**What the task requires**:
Copy the material below word for word, line by line, and leave the pictures out of your copy.

**Supplied data**:
>> begin
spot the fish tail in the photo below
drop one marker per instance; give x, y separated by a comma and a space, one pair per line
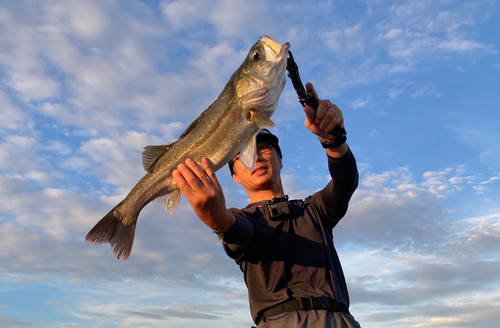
111, 229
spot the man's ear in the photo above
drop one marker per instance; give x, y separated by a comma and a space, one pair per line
236, 179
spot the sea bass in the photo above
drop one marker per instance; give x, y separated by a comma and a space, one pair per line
227, 127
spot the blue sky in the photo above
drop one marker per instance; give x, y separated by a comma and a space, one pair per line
85, 85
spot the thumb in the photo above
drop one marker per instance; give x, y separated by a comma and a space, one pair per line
209, 168
310, 116
310, 88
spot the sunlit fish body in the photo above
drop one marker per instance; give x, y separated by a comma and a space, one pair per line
224, 129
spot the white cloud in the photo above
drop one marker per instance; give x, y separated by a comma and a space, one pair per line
426, 90
346, 42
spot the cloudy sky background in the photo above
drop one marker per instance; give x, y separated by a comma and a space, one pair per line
85, 85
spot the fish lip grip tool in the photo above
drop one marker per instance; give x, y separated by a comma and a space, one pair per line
307, 98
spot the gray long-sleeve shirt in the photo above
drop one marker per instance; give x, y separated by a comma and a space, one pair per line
295, 257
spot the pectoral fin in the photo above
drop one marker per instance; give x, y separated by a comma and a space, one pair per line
262, 121
170, 201
248, 154
151, 154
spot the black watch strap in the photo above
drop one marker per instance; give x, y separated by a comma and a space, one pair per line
339, 140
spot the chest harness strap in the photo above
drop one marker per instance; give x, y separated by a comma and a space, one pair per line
305, 304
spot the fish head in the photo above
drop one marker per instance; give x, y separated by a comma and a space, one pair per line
263, 76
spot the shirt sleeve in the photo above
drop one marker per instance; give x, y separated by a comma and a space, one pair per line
334, 198
237, 238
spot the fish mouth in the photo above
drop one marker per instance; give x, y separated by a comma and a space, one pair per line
273, 47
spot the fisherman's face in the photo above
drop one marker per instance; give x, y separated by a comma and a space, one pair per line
267, 170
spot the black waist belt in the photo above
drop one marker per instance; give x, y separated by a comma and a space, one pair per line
305, 304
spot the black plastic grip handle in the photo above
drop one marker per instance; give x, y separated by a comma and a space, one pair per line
306, 98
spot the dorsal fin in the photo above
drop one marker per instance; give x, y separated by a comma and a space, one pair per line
151, 154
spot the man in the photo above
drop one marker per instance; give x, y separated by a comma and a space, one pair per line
284, 248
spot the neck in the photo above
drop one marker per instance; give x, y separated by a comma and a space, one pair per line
259, 195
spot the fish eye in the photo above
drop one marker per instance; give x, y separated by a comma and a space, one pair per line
255, 55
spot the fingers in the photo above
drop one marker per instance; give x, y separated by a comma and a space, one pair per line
190, 177
327, 116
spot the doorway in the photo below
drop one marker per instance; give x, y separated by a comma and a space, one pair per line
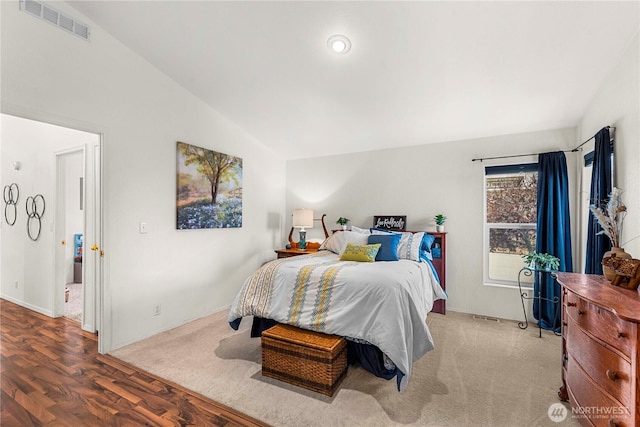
>> end
**Correct response**:
spot the fish tail in the photo below
drop one marker per instance; give x, y separated by a comma and a space, one pair per line
111, 229
spot the man's ear in the photo above
drop one marker per instance; give x, y separated by a comma and a space, one pair per line
236, 179
spot the sea bass in the photo above
drop one marker per instance; give x, y separated by a comma and a space, one pair per line
227, 127
spot the blue sky in the photo above
drop one marker per instance; give x, y separated by a comma and a space, one pair per line
85, 85
spot the thumb in the photo above
drop one marker per instance; give x, y separated by a comma and a space, one pair per line
209, 168
310, 116
310, 88
spot the sunlit fish body in the photo above
drop one marker per instance; give x, y separated by a comma and a space, one pair per line
224, 129
spot the white cloud in the photo above
drop one marker per instance; give x, y separated by a comma and a space, one pair per line
426, 90
346, 42
spot the cloudy sky background in the photo above
drop one marker per instance; give x, y separated by a comma and a space, one pair per line
85, 85
spot the fish lip grip tool in the photo above
drop one marker per instance; give x, y separated by a comma and a space, one pair per line
307, 98
spot the gray long-sleeve shirt in the photo above
drop one marker per instance; give x, y separated by a comma and a space, one pair per line
295, 257
spot the pectoral fin in the photo above
drop one marker per instance; give x, y separated by a comma and a space, one pair per line
262, 121
170, 201
248, 154
151, 154
spot the black watch strap in the photo above
drop one marker per instance; give x, y separated by a comma and a space, one pair per line
339, 140
spot the chest harness strap in the photo above
drop one marker per instance; give x, y separated by a comma and a space, one pair per line
305, 304
spot the fish head in the photo above
drop one marker per instance; give x, y separated by a comma and a space, one pair per line
263, 76
spot the shirt sleeve in the photo above
drop one marker per instance; give x, y separated by a comma and a space, one pair per line
334, 198
237, 238
spot the fish mouth in the photo above
drop one marker per instance; give x, y separated by a comma and a space, one pair per line
273, 47
spot the fisherman's face in the photo above
drop one marker per instance; give x, y separated by a comma and a space, one pair per line
267, 170
spot the black waist belt in the photo above
drop one marker per instance; give x, y separated by a comma and a space, one pair per line
305, 304
spot the black plastic grip handle in the photo above
drop one marker per instance; give x, y separated by a comma and a space, one pair per line
306, 98
spot the dorsal fin in the photo above
drop one marker per instance; give x, y separated by a comma and a space, one pair per line
151, 154
spot the man in the photo above
drop one marker per instance; give x, y separated by a comma and a space, one pair per line
284, 248
spot the neck in the photo above
drop one marker per instance; give x, y separated by a comma and a space, one pair per line
259, 195
spot the fish eye in the photo above
drop one marker per instance; give x, y separated by a comma and a space, one pair per line
255, 55
spot the fingers in the photo above
drop one marker per instance; give x, y separated by a comma and a space, one pair per line
190, 177
327, 116
spot the doorway in the photo below
drop one marker per instance; give x, y separated by a comma and a space, one pair per line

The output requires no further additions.